Exercise directions ▸
When you answer, copy every line of the listing below exactly.
········
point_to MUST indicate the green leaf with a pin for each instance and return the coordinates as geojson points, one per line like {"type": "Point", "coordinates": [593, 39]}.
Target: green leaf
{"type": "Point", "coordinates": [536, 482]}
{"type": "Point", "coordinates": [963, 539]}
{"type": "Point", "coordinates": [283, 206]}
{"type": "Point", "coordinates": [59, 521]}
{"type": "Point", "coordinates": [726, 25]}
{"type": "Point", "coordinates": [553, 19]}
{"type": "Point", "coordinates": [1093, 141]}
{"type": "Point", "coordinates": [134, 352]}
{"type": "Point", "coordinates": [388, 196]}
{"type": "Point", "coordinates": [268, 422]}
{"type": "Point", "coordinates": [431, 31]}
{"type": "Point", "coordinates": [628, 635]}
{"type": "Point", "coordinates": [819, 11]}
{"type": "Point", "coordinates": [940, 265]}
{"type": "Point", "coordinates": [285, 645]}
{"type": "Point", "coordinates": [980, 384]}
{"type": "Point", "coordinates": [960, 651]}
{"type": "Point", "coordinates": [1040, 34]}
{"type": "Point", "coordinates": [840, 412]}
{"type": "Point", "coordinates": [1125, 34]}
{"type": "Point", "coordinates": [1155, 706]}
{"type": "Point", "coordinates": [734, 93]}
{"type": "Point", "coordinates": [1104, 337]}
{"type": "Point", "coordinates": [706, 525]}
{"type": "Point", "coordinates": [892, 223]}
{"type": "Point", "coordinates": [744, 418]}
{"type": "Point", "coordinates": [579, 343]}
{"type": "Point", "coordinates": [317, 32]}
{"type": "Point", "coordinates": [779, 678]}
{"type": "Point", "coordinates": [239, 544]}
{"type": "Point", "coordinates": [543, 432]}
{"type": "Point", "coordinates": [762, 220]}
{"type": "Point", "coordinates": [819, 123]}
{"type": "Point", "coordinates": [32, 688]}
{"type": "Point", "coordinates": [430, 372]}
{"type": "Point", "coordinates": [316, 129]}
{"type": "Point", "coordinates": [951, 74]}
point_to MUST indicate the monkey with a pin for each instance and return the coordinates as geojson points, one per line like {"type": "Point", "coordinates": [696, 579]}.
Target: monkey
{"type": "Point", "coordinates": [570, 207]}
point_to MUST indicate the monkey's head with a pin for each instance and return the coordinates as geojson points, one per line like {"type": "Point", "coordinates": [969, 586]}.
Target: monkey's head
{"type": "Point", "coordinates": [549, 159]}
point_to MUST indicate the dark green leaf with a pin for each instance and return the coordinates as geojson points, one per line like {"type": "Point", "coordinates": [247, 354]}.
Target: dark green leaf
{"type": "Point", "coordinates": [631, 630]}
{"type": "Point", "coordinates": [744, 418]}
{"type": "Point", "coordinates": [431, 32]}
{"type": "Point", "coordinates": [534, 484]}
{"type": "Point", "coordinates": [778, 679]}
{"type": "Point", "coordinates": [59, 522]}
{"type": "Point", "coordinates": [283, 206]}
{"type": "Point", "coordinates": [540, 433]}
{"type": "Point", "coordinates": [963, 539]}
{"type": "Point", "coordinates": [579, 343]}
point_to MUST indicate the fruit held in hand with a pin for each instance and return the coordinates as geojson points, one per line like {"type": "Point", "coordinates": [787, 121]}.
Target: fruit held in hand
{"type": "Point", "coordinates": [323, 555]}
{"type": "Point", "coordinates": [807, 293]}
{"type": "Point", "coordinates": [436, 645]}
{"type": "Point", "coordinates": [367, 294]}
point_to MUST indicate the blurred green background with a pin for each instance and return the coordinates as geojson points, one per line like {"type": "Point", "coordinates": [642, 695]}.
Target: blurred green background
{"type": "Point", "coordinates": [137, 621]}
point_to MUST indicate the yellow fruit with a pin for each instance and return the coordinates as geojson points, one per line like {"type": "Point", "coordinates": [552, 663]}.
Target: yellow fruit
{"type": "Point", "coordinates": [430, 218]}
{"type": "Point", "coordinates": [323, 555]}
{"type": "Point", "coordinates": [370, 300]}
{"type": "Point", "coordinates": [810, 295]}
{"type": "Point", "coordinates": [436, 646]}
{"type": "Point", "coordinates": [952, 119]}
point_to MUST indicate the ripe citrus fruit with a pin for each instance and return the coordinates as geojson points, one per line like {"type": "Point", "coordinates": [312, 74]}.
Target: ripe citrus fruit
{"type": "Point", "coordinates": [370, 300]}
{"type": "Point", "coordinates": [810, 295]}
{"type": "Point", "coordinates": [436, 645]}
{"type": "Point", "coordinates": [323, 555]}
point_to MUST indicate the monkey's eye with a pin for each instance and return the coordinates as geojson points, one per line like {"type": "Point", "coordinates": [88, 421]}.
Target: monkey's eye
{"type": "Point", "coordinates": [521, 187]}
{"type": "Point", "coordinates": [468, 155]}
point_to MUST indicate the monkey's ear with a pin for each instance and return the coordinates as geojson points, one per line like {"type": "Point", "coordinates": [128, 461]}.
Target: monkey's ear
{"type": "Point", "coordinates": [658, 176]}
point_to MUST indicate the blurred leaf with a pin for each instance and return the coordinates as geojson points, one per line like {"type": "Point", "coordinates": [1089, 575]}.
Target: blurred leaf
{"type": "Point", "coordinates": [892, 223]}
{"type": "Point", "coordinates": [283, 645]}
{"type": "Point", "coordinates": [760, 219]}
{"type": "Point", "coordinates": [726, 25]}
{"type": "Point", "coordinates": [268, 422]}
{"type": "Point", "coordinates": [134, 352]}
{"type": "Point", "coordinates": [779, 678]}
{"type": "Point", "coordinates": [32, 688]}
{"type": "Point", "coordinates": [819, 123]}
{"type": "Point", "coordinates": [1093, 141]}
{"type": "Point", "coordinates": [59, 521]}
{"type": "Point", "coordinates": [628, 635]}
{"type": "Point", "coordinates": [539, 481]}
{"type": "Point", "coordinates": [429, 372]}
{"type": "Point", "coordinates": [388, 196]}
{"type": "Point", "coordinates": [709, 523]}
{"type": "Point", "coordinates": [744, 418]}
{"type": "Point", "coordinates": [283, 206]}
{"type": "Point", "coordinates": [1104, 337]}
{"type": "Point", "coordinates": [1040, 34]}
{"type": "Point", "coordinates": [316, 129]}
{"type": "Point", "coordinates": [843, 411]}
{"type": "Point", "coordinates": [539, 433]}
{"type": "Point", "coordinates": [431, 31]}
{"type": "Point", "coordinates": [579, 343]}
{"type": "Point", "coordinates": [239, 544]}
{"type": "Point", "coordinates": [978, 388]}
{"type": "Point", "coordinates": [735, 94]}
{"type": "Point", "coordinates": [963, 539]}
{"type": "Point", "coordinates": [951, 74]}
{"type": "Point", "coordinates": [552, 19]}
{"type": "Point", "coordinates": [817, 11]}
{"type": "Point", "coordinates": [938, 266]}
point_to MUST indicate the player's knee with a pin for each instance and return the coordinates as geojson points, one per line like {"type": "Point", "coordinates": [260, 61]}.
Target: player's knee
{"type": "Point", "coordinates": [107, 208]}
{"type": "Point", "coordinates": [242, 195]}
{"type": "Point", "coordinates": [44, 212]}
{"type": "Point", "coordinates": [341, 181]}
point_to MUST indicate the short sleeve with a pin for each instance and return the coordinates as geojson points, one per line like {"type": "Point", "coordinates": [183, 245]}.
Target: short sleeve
········
Solution below ▸
point_to MUST indicate the green leaf with a pin for each instance and return the coordinates as geojson points, one per line like {"type": "Point", "coordinates": [593, 39]}.
Target: green leaf
{"type": "Point", "coordinates": [536, 482]}
{"type": "Point", "coordinates": [963, 539]}
{"type": "Point", "coordinates": [283, 206]}
{"type": "Point", "coordinates": [59, 521]}
{"type": "Point", "coordinates": [726, 25]}
{"type": "Point", "coordinates": [553, 19]}
{"type": "Point", "coordinates": [1093, 141]}
{"type": "Point", "coordinates": [134, 352]}
{"type": "Point", "coordinates": [388, 196]}
{"type": "Point", "coordinates": [268, 422]}
{"type": "Point", "coordinates": [431, 31]}
{"type": "Point", "coordinates": [628, 635]}
{"type": "Point", "coordinates": [819, 11]}
{"type": "Point", "coordinates": [940, 265]}
{"type": "Point", "coordinates": [285, 645]}
{"type": "Point", "coordinates": [980, 384]}
{"type": "Point", "coordinates": [960, 651]}
{"type": "Point", "coordinates": [1040, 34]}
{"type": "Point", "coordinates": [840, 412]}
{"type": "Point", "coordinates": [1125, 34]}
{"type": "Point", "coordinates": [1155, 706]}
{"type": "Point", "coordinates": [734, 93]}
{"type": "Point", "coordinates": [1104, 337]}
{"type": "Point", "coordinates": [706, 525]}
{"type": "Point", "coordinates": [892, 223]}
{"type": "Point", "coordinates": [744, 418]}
{"type": "Point", "coordinates": [579, 343]}
{"type": "Point", "coordinates": [317, 32]}
{"type": "Point", "coordinates": [779, 678]}
{"type": "Point", "coordinates": [239, 544]}
{"type": "Point", "coordinates": [543, 432]}
{"type": "Point", "coordinates": [762, 220]}
{"type": "Point", "coordinates": [819, 123]}
{"type": "Point", "coordinates": [32, 688]}
{"type": "Point", "coordinates": [430, 372]}
{"type": "Point", "coordinates": [316, 129]}
{"type": "Point", "coordinates": [951, 74]}
point_to MUST indicate the monkey with a pin for each instance and return the coordinates as geojson points, one per line like {"type": "Point", "coordinates": [696, 579]}.
Target: monkey
{"type": "Point", "coordinates": [570, 207]}
point_to MUST indicate the monkey's head with a pin for each instance and return the coordinates as geojson points, one per line like {"type": "Point", "coordinates": [969, 586]}.
Target: monkey's head
{"type": "Point", "coordinates": [549, 159]}
point_to MUST indicate the dark green leaf with a pin for each instance and return the coordinates as geojson points, one per line like {"type": "Point", "coordinates": [247, 354]}.
Target: dark green leaf
{"type": "Point", "coordinates": [631, 630]}
{"type": "Point", "coordinates": [744, 418]}
{"type": "Point", "coordinates": [431, 32]}
{"type": "Point", "coordinates": [534, 484]}
{"type": "Point", "coordinates": [778, 679]}
{"type": "Point", "coordinates": [59, 522]}
{"type": "Point", "coordinates": [283, 206]}
{"type": "Point", "coordinates": [540, 433]}
{"type": "Point", "coordinates": [963, 539]}
{"type": "Point", "coordinates": [579, 343]}
point_to MUST indicate the fruit held in hand with a pin for each instance and return the coordinates as geojson points, one per line like {"type": "Point", "coordinates": [787, 121]}.
Target: fruit held in hand
{"type": "Point", "coordinates": [323, 555]}
{"type": "Point", "coordinates": [807, 293]}
{"type": "Point", "coordinates": [436, 645]}
{"type": "Point", "coordinates": [367, 294]}
point_to MUST indicate the blurred green background with a pin for each instance and return the coordinates as geojson points, one per line like {"type": "Point", "coordinates": [642, 695]}.
Target: blurred green background
{"type": "Point", "coordinates": [137, 621]}
point_to MUST indicate the yellow fruit with a pin for each instance and return the coordinates as geojson points, one per line like {"type": "Point", "coordinates": [552, 663]}.
Target: yellow fruit
{"type": "Point", "coordinates": [430, 218]}
{"type": "Point", "coordinates": [323, 555]}
{"type": "Point", "coordinates": [370, 300]}
{"type": "Point", "coordinates": [810, 295]}
{"type": "Point", "coordinates": [436, 646]}
{"type": "Point", "coordinates": [952, 119]}
point_to MUST indicate the ripe citrus fruit with a pin for each instance and return the coordinates as geojson points, one per line like {"type": "Point", "coordinates": [312, 74]}.
Target: ripe citrus fruit
{"type": "Point", "coordinates": [370, 300]}
{"type": "Point", "coordinates": [810, 295]}
{"type": "Point", "coordinates": [436, 645]}
{"type": "Point", "coordinates": [323, 555]}
point_to MUST indicate the monkey's eye with a pin for each instance and return the coordinates as geojson points, one per line like {"type": "Point", "coordinates": [88, 421]}.
Target: monkey's eye
{"type": "Point", "coordinates": [521, 187]}
{"type": "Point", "coordinates": [468, 155]}
point_to MUST indicate the monkey's ear with a pin for each instance and return the coordinates as geojson points, one per line like {"type": "Point", "coordinates": [128, 461]}.
Target: monkey's ear
{"type": "Point", "coordinates": [658, 176]}
point_to MUST indicate the blurred leaf with a pin for each instance and return the coordinates as geojson points, one per line like {"type": "Point", "coordinates": [1089, 575]}.
Target: blurred leaf
{"type": "Point", "coordinates": [892, 223]}
{"type": "Point", "coordinates": [283, 645]}
{"type": "Point", "coordinates": [760, 219]}
{"type": "Point", "coordinates": [726, 25]}
{"type": "Point", "coordinates": [268, 422]}
{"type": "Point", "coordinates": [134, 352]}
{"type": "Point", "coordinates": [779, 678]}
{"type": "Point", "coordinates": [32, 688]}
{"type": "Point", "coordinates": [819, 123]}
{"type": "Point", "coordinates": [1093, 141]}
{"type": "Point", "coordinates": [59, 521]}
{"type": "Point", "coordinates": [628, 635]}
{"type": "Point", "coordinates": [539, 481]}
{"type": "Point", "coordinates": [429, 372]}
{"type": "Point", "coordinates": [388, 196]}
{"type": "Point", "coordinates": [709, 523]}
{"type": "Point", "coordinates": [744, 418]}
{"type": "Point", "coordinates": [283, 206]}
{"type": "Point", "coordinates": [1104, 337]}
{"type": "Point", "coordinates": [1040, 34]}
{"type": "Point", "coordinates": [316, 129]}
{"type": "Point", "coordinates": [843, 411]}
{"type": "Point", "coordinates": [539, 433]}
{"type": "Point", "coordinates": [431, 31]}
{"type": "Point", "coordinates": [579, 343]}
{"type": "Point", "coordinates": [239, 544]}
{"type": "Point", "coordinates": [978, 388]}
{"type": "Point", "coordinates": [735, 94]}
{"type": "Point", "coordinates": [963, 539]}
{"type": "Point", "coordinates": [951, 74]}
{"type": "Point", "coordinates": [552, 19]}
{"type": "Point", "coordinates": [817, 11]}
{"type": "Point", "coordinates": [938, 266]}
point_to MUST indicate the player's knee with a pin for each instance and return the coordinates as geojson points, one per line like {"type": "Point", "coordinates": [260, 61]}.
Target: player's knee
{"type": "Point", "coordinates": [107, 208]}
{"type": "Point", "coordinates": [242, 195]}
{"type": "Point", "coordinates": [44, 212]}
{"type": "Point", "coordinates": [341, 181]}
point_to MUST indicate the short sleeve with a pin for each instance and return the coordinates as geojson points, one per line like {"type": "Point", "coordinates": [183, 245]}.
Target: short sleeve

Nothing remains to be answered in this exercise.